--- 节选文本 ---
—————
美文网首页
[kaggle系列 二] 使用决策树判断是否能从泰坦尼克号生还

[kaggle系列 二] 使用决策树判断是否能从泰坦尼克号生还

作者: bakaqian | 来源:发表于2017-09-16 15:59 被阅读726次

    题目

    连接:https://www.kaggle.com/c/titanic

    简析

    上一篇用了贝叶斯分类器,这次用决策树和随机森林试一试,不过最终的得分没有贝叶斯分类器高,好吧,说实话,感觉再用几个不同的机器学习方法应该结果也差不多,现在主要是试水,先搞懂基础的算法,然后再通过数据的处理与分析去优化结果。

    决策树

    我个人认为,决策树应该是比较好理解的机器学习算法了。其中心思想就是ifelse,存在很多个条件的时候,如果第一个条件是A,第二个条件是B…………就选择方案C。是一个很自然的方法,我们平常生活中也可能很常用,比如下图就是一个屌丝假日的日常决策树:



    看起来是很简单的,但是要怎么应用到机器学习上,让它成为一个分类器呢?以本例中的问题来说,我知道每一个人的生还情况,还有他的各种属性(特征),我们要根据这些特征,来生成一颗决策树,最终到达叶子节点的时候,我们就知道对于某一系列的属性,最终是生还还是死亡,大概就是要生成这样一棵树(进行了简化):

    中间还可以加很多其他属性,比如舱位信息之类的,最终,在筛完所有信息以后,你就可以通过当前训练数据给出一个概率,表示当前叶结点生还的概率。
    接下来的问题是如何实现,选择条件的顺序是否影响结果,是不是可以随便选择条件呢?当然这里树的结构肯定会影响最终的结果,如何去构造一棵树呢?
    这里需要用到一个信息熵的概念。熵这个东西应该大家都听说过,熵表明的是一个事物的混乱程度,熵越大,混乱程度越高,熵越小,表明混乱程度越低。信息熵的概念也是一样的,就是用来表明信息的混乱程度,我们选择一个树根的时候,最好的情况肯定是通过这个属性把数据分成几类以后,这些数据的熵越小越好,因为越小代表越有序,分类越清晰。那么我们要做的就是计算每个条件作为当前的根结点的信息熵,最终选一个最小的分类方法作为根节点,并以此类推,直到叶节点~
    信息熵的计算公式如下:

    其中,m是最终的分类结果,在本例中,就是生还与否两个类,pi是这个决策(分类)发生的概率。

    随机森林

    随机森林就是决策树的加强版,决策树这种方法,虽然有信息熵作为划分方法,但是实际上,如果划分到最精细的一层,那么就会出现过拟合的问题,泛化能力就比较差,往往训练数据上表现的比较好,对于新的数据,准确度就会变低。在我写的决策树代码就出现了这个问题,当时没多想,直接分到最后一层,结果准确率只有0.57。但是如果不分得更精细,准确度也不够高。可能需要进行大量的测试,才能找到一个平衡点,既不至于过拟合,也不至于欠拟合导致准确率太低。
    随机森林提供了一个比较通用的解决方法,就是随机生成多个比较浅的决策树,当进行拟合的时候,让多个决策树进行投票,最终哪个分类的票高就决定是哪个类。

    代码与结果

    首先是决策树的代码,说实话,这代码写的比较丑,写起来不是很顺手,边学边写,逻辑搞的有点乱。最终准确率只有0.57416,这个我认为是划分过于精细导致模型过拟合了,在适当的分支进行剪枝效果可能会更好,当然,也有可能哪里写出了点小bug(笑)。

    import csv
    import os
    import random
    import math
    
    class Node:
        def __init__(self):
            self.attr_name = ""
—————
[数据集条目]
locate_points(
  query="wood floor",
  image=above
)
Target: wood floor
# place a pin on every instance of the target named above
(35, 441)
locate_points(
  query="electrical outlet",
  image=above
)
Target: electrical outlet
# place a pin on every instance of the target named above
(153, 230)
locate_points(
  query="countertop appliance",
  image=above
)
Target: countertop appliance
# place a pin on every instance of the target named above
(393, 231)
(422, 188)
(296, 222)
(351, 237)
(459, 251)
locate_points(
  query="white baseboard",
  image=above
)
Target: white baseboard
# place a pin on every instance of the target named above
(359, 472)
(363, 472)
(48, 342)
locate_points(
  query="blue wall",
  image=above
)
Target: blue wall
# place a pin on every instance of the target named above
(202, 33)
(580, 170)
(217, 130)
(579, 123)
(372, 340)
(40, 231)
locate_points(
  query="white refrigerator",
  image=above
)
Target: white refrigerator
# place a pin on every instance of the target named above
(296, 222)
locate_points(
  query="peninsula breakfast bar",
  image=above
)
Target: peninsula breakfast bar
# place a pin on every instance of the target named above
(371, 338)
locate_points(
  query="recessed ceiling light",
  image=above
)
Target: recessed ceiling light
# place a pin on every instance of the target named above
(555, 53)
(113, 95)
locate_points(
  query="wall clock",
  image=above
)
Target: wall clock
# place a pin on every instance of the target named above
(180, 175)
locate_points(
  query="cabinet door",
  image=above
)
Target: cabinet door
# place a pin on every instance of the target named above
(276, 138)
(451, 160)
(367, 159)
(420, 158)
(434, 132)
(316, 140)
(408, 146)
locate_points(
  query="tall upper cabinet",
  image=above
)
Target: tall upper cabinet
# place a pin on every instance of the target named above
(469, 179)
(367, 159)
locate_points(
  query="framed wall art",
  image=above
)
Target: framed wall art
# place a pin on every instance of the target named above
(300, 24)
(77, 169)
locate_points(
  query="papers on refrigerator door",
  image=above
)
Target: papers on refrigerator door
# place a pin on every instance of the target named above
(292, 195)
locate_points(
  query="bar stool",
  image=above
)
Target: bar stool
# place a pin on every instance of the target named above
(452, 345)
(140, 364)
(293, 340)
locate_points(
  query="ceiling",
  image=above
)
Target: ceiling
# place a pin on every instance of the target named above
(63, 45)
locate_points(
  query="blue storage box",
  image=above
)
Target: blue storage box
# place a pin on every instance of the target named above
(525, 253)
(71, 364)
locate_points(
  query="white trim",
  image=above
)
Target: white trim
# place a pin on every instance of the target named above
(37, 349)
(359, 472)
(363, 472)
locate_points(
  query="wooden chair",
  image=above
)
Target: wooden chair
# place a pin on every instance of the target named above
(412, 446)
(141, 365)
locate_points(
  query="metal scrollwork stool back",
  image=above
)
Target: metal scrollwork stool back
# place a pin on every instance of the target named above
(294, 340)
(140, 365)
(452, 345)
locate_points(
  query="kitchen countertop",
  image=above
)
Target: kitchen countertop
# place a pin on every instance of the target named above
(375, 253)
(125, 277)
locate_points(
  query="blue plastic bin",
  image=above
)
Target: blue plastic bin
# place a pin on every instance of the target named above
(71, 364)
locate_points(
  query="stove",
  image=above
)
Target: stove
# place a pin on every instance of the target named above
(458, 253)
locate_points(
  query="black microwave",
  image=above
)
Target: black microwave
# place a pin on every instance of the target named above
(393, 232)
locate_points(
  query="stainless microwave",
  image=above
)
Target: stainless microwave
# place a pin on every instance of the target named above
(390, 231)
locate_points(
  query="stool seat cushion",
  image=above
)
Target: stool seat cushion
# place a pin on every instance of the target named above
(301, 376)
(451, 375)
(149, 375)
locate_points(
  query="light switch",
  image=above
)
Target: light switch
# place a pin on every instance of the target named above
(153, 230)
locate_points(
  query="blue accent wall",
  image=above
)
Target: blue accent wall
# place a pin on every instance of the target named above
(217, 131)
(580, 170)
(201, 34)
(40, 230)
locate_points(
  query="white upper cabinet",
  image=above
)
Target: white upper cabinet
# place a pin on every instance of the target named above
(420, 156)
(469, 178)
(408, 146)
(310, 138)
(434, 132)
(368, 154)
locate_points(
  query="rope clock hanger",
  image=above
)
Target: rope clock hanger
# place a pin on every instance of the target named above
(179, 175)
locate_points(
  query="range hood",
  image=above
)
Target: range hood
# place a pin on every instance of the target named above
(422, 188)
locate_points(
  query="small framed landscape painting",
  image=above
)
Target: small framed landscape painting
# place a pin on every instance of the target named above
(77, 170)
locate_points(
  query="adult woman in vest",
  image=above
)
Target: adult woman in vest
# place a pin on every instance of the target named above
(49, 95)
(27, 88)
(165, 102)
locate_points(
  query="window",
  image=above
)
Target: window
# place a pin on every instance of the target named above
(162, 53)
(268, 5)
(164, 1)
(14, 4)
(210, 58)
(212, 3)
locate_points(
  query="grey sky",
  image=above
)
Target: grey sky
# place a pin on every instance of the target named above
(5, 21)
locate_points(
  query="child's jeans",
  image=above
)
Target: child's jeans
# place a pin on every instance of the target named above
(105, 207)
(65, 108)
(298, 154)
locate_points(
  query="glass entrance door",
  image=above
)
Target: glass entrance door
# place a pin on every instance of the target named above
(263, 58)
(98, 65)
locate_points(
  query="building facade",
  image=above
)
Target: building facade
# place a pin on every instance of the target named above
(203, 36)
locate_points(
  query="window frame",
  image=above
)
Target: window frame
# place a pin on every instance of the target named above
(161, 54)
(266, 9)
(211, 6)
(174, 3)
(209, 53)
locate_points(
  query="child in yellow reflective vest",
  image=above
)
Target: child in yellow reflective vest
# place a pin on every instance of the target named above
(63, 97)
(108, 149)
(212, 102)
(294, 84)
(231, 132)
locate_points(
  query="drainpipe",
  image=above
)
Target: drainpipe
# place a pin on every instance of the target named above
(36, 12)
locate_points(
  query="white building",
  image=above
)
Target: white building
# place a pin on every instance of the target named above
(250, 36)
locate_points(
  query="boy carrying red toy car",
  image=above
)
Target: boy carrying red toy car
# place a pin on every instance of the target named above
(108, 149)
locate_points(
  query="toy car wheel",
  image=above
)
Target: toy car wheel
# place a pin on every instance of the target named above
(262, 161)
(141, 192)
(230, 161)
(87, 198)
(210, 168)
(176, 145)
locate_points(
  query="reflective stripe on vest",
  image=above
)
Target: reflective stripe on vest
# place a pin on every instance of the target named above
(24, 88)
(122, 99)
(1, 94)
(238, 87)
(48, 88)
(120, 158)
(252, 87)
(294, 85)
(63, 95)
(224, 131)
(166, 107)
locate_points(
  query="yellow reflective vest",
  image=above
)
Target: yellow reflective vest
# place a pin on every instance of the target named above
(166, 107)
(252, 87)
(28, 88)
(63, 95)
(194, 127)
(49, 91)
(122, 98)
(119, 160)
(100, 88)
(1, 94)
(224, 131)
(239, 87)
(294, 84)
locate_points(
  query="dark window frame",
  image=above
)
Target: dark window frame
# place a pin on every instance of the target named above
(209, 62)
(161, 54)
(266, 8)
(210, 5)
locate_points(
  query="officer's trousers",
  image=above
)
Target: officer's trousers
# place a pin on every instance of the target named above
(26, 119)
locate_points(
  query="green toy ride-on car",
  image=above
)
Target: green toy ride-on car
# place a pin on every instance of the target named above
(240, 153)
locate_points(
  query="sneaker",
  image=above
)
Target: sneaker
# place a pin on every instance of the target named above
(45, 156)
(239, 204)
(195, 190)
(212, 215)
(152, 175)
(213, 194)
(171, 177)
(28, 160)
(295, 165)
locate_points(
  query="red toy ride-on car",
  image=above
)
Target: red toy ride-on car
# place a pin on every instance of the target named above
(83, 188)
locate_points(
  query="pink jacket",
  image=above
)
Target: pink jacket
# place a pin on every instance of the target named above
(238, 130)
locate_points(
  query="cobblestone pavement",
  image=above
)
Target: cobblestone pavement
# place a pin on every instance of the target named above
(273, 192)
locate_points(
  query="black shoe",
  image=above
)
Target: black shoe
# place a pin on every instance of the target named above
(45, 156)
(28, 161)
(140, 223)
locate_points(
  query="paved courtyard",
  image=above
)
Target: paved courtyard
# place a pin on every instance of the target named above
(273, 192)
—————
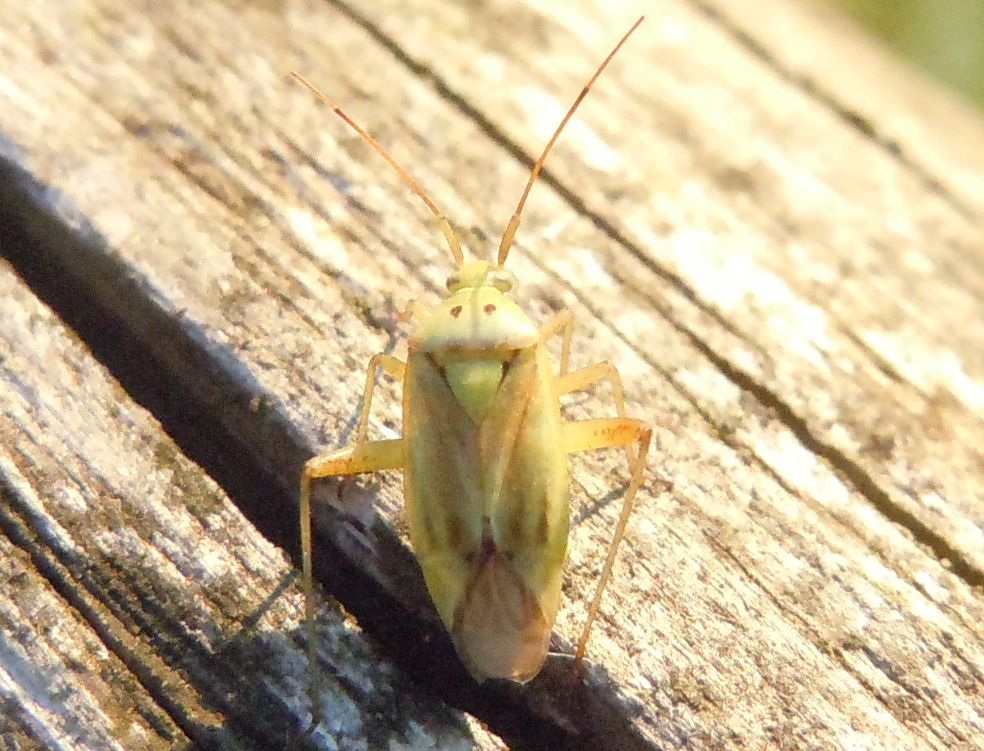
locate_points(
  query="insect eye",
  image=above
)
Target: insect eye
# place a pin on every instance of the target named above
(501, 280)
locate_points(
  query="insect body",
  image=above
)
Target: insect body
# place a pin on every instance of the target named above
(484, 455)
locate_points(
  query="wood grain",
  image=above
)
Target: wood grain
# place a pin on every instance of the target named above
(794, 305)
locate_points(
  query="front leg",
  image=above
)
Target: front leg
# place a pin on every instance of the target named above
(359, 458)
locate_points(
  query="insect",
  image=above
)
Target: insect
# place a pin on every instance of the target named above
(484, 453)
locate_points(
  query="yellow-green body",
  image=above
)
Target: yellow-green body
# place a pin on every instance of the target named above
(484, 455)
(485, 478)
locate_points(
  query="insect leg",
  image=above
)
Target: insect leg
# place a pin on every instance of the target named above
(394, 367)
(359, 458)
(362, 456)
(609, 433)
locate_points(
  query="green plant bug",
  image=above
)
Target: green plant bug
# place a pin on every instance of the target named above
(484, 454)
—————
--- 任务说明 ---
请把上面那篇讲用决策树判断泰坦尼克号乘客能否生还的节选文本从头到尾逐字抄写一遍。

--- 回答 ---
美文网首页
[kaggle系列 二] 使用决策树判断是否能从泰坦尼克号生还

[kaggle系列 二] 使用决策树判断是否能从泰坦尼克号生还

作者: bakaqian | 来源:发表于2017-09-16 15:59 被阅读726次

    题目

    连接:https://www.kaggle.com/c/titanic

    简析

    上一篇用了贝叶斯分类器,这次用决策树和随机森林试一试,不过最终的得分没有贝叶斯分类器高,好吧,说实话,感觉再用几个不同的机器学习方法应该结果也差不多,现在主要是试水,先搞懂基础的算法,然后再通过数据的处理与分析去优化结果。

    决策树

    我个人认为,决策树应该是比较好理解的机器学习算法了。其中心思想就是ifelse,存在很多个条件的时候,如果第一个条件是A,第二个条件是B…………就选择方案C。是一个很自然的方法,我们平常生活中也可能很常用,比如下图就是一个屌丝假日的日常决策树:



    看起来是很简单的,但是要怎么应用到机器学习上,让它成为一个分类器呢?以本例中的问题来说,我知道每一个人的生还情况,还有他的各种属性(特征),我们要根据这些特征,来生成一颗决策树,最终到达叶子节点的时候,我们就知道对于某一系列的属性,最终是生还还是死亡,大概就是要生成这样一棵树(进行了简化):

    中间还可以加很多其他属性,比如舱位信息之类的,最终,在筛完所有信息以后,你就可以通过当前训练数据给出一个概率,表示当前叶结点生还的概率。
    接下来的问题是如何实现,选择条件的顺序是否影响结果,是不是可以随便选择条件呢?当然这里树的结构肯定会影响最终的结果,如何去构造一棵树呢?
    这里需要用到一个信息熵的概念。熵这个东西应该大家都听说过,熵表明的是一个事物的混乱程度,熵越大,混乱程度越高,熵越小,表明混乱程度越低。信息熵的概念也是一样的,就是用来表明信息的混乱程度,我们选择一个树根的时候,最好的情况肯定是通过这个属性把数据分成几类以后,这些数据的熵越小越好,因为越小代表越有序,分类越清晰。那么我们要做的就是计算每个条件作为当前的根结点的信息熵,最终选一个最小的分类方法作为根节点,并以此类推,直到叶节点~
    信息熵的计算公式如下:

    其中,m是最终的分类结果,在本例中,就是生还与否两个类,pi是这个决策(分类)发生的概率。

    随机森林

    随机森林就是决策树的加强版,决策树这种方法,虽然有信息熵作为划分方法,但是实际上,如果划分到最精细的一层,那么就会出现过拟合的问题,泛化能力就比较差,往往训练数据上表现的比较好,对于新的数据,准确度就会变低。在我写的决策树代码就出现了这个问题,当时没多想,直接分到最后一层,结果准确率只有0.57。但是如果不分得更精细,准确度也不够高。可能需要进行大量的测试,才能找到一个平衡点,既不至于过拟合,也不至于欠拟合导致准确率太低。
    随机森林提供了一个比较通用的解决方法,就是随机生成多个比较浅的决策树,当进行拟合的时候,让多个决策树进行投票,最终哪个分类的票高就决定是哪个类。

    代码与结果

    首先是决策树的代码,说实话,这代码写的比较丑,写起来不是很顺手,边学边写,逻辑搞的有点乱。最终准确率只有0.57416,这个我认为是划分过于精细导致模型过拟合了,在适当的分支进行剪枝效果可能会更好,当然,也有可能哪里写出了点小bug(笑)。

    import csv
    import os
    import random
    import math
    
    class Node:
        def __init__(self):
            self.attr_name = ""